> Instructions for the task: Can you collect every line of the data below that contains the string "base"? Case counts.

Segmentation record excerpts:

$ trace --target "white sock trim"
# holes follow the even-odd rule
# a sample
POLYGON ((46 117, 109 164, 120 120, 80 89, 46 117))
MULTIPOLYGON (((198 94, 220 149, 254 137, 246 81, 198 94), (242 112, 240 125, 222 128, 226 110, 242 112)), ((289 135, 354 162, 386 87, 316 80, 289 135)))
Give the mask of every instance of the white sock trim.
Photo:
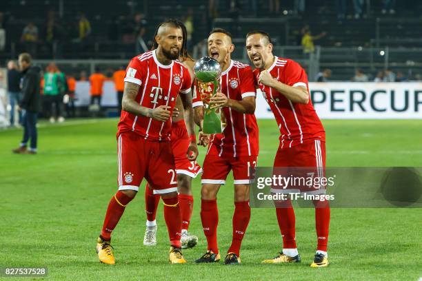
POLYGON ((154 220, 152 221, 150 221, 150 220, 147 220, 146 226, 147 227, 155 227, 155 226, 157 226, 157 221, 156 221, 156 220, 154 220))
POLYGON ((288 256, 289 257, 295 257, 299 255, 299 252, 297 251, 297 248, 294 249, 283 249, 283 253, 285 256, 288 256))
POLYGON ((325 258, 328 258, 328 253, 327 253, 326 251, 317 250, 316 253, 322 253, 325 256, 325 258))

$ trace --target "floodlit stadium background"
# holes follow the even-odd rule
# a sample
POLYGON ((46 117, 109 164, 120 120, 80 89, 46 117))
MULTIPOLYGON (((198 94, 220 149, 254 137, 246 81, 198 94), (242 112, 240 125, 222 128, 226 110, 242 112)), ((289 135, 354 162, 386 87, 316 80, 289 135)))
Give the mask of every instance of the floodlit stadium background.
MULTIPOLYGON (((92 114, 87 79, 97 67, 111 77, 119 66, 150 48, 156 25, 169 17, 190 26, 188 48, 195 59, 205 54, 204 39, 213 27, 233 34, 233 59, 245 63, 245 34, 254 29, 270 33, 274 54, 299 62, 312 82, 312 101, 327 132, 328 166, 422 166, 422 3, 395 1, 385 6, 384 1, 368 0, 362 1, 359 12, 354 2, 359 1, 0 1, 0 127, 5 128, 0 130, 0 191, 4 195, 0 266, 46 266, 55 280, 220 279, 229 274, 233 280, 418 280, 422 275, 419 209, 333 209, 328 250, 332 264, 317 271, 308 262, 314 250, 312 209, 296 211, 303 262, 292 267, 259 264, 275 256, 281 239, 274 210, 253 209, 241 267, 193 264, 205 244, 199 179, 193 183, 191 232, 200 240, 197 247, 184 252, 187 267, 166 263, 161 205, 159 244, 142 246, 141 194, 114 233, 115 254, 121 262, 104 267, 94 251, 106 203, 116 190, 117 101, 112 81, 106 81, 101 112, 92 114), (90 23, 89 32, 88 25, 80 23, 82 14, 90 23), (32 42, 22 37, 30 22, 38 29, 32 42), (314 40, 313 50, 302 45, 307 25, 312 36, 321 37, 314 40), (48 26, 54 27, 52 37, 48 26), (55 62, 78 81, 77 118, 65 116, 64 123, 50 124, 41 114, 39 154, 34 157, 12 155, 21 131, 6 129, 10 107, 5 67, 23 51, 32 52, 43 69, 55 62), (319 78, 323 81, 318 82, 319 78)), ((260 97, 256 114, 261 140, 258 164, 271 166, 279 132, 260 97)), ((201 163, 204 150, 200 153, 201 163)), ((231 240, 232 185, 230 179, 219 195, 222 251, 231 240)))

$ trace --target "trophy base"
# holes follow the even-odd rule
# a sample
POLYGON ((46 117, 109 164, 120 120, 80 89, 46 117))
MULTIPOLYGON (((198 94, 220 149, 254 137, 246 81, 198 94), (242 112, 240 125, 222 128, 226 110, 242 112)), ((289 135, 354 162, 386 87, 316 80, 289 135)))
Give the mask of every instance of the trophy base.
POLYGON ((204 134, 221 134, 221 119, 214 110, 205 110, 203 114, 203 128, 204 134))

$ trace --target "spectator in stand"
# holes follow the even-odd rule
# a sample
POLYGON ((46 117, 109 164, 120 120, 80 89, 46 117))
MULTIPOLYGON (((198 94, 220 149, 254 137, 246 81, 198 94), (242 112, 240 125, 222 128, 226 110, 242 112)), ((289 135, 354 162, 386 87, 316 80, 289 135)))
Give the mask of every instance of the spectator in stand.
POLYGON ((189 52, 192 52, 192 34, 194 32, 194 23, 193 23, 193 10, 192 8, 188 9, 188 14, 185 17, 184 23, 186 27, 186 41, 187 48, 189 52))
POLYGON ((114 88, 117 92, 117 103, 119 105, 118 114, 121 113, 121 99, 123 98, 123 92, 125 87, 125 76, 126 75, 125 67, 124 65, 120 67, 119 70, 113 73, 113 81, 114 81, 114 88))
POLYGON ((396 74, 390 68, 385 70, 384 82, 396 82, 396 74))
POLYGON ((25 45, 25 50, 32 57, 37 55, 37 44, 38 43, 38 28, 30 21, 22 31, 21 42, 25 45))
POLYGON ((50 14, 46 25, 46 43, 55 58, 61 57, 62 55, 63 44, 61 42, 64 36, 63 28, 54 19, 54 13, 50 14))
POLYGON ((218 16, 219 0, 210 0, 208 3, 208 15, 211 19, 215 19, 218 16))
POLYGON ((404 76, 402 72, 398 71, 396 75, 396 82, 406 82, 408 79, 404 76))
POLYGON ((344 19, 346 13, 346 0, 336 0, 337 19, 344 19))
POLYGON ((134 35, 136 37, 136 50, 137 54, 148 52, 148 47, 143 39, 146 33, 148 22, 144 19, 143 14, 138 13, 134 17, 134 35))
POLYGON ((327 34, 325 32, 323 32, 316 36, 312 36, 310 28, 308 25, 305 25, 305 27, 302 29, 302 32, 303 34, 303 36, 302 37, 301 43, 304 54, 314 52, 314 51, 315 50, 314 41, 321 39, 327 34))
POLYGON ((270 14, 280 14, 280 0, 268 0, 270 14))
POLYGON ((294 10, 296 14, 303 14, 306 7, 305 0, 294 0, 294 10))
POLYGON ((68 117, 74 118, 76 117, 74 101, 76 101, 76 96, 74 91, 76 90, 76 79, 73 75, 67 75, 66 81, 68 84, 68 98, 66 105, 66 114, 68 117))
MULTIPOLYGON (((13 61, 8 63, 8 94, 10 105, 10 127, 14 126, 14 113, 16 105, 19 105, 22 98, 21 93, 21 74, 18 70, 17 65, 13 61)), ((21 124, 22 114, 18 112, 19 123, 21 124)))
POLYGON ((6 19, 3 12, 0 12, 0 51, 4 50, 6 46, 6 19))
POLYGON ((22 110, 23 138, 19 147, 13 149, 12 152, 18 154, 36 154, 38 139, 37 118, 40 108, 40 70, 31 66, 32 58, 28 53, 19 55, 19 63, 23 75, 21 82, 23 97, 19 103, 19 110, 22 110), (30 149, 27 150, 26 146, 30 139, 30 149))
POLYGON ((387 12, 390 12, 390 14, 396 13, 394 7, 396 6, 396 0, 384 0, 384 6, 381 12, 383 14, 385 14, 387 12))
POLYGON ((62 113, 63 96, 60 72, 55 63, 51 63, 46 69, 44 74, 44 87, 43 101, 46 108, 46 114, 50 119, 50 123, 54 123, 64 121, 62 113), (54 112, 53 112, 54 107, 54 112))
POLYGON ((86 71, 82 70, 79 74, 79 81, 88 81, 88 74, 86 74, 86 71))
POLYGON ((91 23, 86 18, 84 13, 81 12, 79 14, 79 40, 81 42, 86 41, 88 36, 91 34, 91 23))
POLYGON ((374 82, 383 82, 384 80, 384 72, 379 71, 374 79, 374 82))
POLYGON ((120 21, 119 17, 113 16, 108 25, 108 40, 112 42, 119 41, 120 35, 120 21))
POLYGON ((98 112, 101 110, 103 85, 106 79, 107 78, 101 73, 98 67, 95 67, 95 72, 90 76, 90 83, 91 84, 91 89, 90 90, 91 101, 90 103, 93 111, 98 112))
POLYGON ((363 0, 353 0, 353 7, 354 8, 354 18, 360 19, 362 17, 363 0))
POLYGON ((368 82, 369 81, 368 75, 363 73, 361 70, 356 70, 354 76, 352 78, 352 82, 368 82))
POLYGON ((319 72, 316 74, 315 81, 316 82, 328 82, 328 79, 331 76, 331 70, 326 68, 322 72, 319 72))

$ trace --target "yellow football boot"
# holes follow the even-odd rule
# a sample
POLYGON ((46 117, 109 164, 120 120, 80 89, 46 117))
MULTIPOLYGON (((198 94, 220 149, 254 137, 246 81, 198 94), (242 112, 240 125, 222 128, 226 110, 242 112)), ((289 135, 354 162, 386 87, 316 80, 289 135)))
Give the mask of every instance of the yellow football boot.
POLYGON ((113 247, 110 244, 110 241, 103 240, 101 237, 98 238, 97 240, 97 253, 98 253, 98 258, 100 262, 107 264, 114 264, 116 260, 114 260, 114 255, 112 250, 113 247))
POLYGON ((279 255, 270 260, 263 260, 262 263, 289 263, 289 262, 301 262, 301 256, 297 255, 294 257, 290 257, 285 255, 283 253, 279 253, 279 255))
POLYGON ((327 256, 317 253, 314 258, 314 262, 311 264, 311 267, 325 267, 329 264, 327 256))
POLYGON ((172 264, 186 263, 186 260, 181 253, 181 250, 179 248, 170 247, 170 256, 168 260, 172 264))

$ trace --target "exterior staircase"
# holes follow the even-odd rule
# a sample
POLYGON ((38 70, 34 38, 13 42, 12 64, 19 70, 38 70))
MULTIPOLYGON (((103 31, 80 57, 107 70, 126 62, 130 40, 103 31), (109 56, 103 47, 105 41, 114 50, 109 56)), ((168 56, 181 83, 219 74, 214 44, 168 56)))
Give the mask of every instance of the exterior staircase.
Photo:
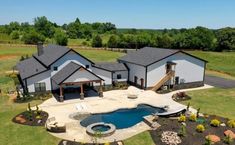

> Solution for this exercise:
$ trace --target "trophy base"
Give the mask of every instance of the trophy base.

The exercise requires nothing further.